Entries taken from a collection

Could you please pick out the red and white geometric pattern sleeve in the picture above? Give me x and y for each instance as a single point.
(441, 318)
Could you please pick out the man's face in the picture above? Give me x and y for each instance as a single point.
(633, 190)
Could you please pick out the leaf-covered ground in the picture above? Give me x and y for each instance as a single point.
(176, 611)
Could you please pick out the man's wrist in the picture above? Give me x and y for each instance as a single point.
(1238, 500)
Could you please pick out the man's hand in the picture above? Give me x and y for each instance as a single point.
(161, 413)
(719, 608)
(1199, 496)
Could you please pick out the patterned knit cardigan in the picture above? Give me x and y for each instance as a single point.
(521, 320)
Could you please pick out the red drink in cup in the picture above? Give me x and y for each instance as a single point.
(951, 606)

--

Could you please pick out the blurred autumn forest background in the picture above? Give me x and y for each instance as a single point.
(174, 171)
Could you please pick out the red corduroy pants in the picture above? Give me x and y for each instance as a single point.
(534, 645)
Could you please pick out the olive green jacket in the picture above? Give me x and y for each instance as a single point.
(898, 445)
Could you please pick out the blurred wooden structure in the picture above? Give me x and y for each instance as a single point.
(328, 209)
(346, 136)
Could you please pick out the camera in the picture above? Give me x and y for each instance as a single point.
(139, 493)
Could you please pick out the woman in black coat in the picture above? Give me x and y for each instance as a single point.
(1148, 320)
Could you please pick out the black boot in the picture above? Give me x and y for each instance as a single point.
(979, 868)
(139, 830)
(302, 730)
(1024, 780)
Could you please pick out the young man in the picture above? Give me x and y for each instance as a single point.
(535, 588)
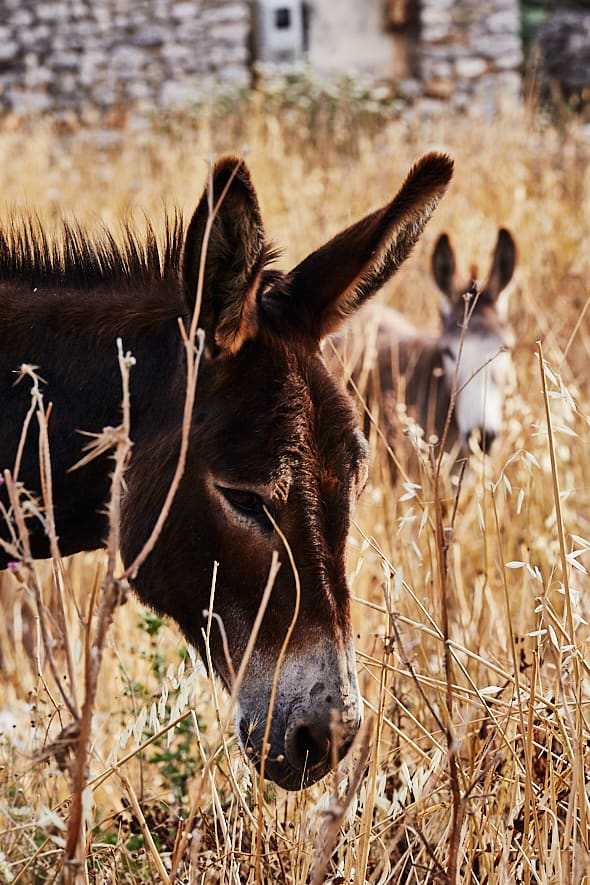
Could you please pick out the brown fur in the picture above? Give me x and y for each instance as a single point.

...

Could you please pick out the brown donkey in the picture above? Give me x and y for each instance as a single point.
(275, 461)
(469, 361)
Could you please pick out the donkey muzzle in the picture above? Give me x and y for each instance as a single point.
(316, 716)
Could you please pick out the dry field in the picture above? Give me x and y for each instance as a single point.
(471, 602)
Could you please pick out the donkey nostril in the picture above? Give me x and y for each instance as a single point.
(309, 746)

● **Task description**
Above are some records; extract exactly the lines from the one containing "Could you please pick out the young" through the one containing "Could you please pick out the brown fur" and drop the pictures.

● **Response to this exercise**
Could you please pick out the young man in the picture above? Give me x and y for each instance as a single point.
(535, 588)
Could you please pick out the brown fur in the picture above? Give me x and y for each instance as a single point.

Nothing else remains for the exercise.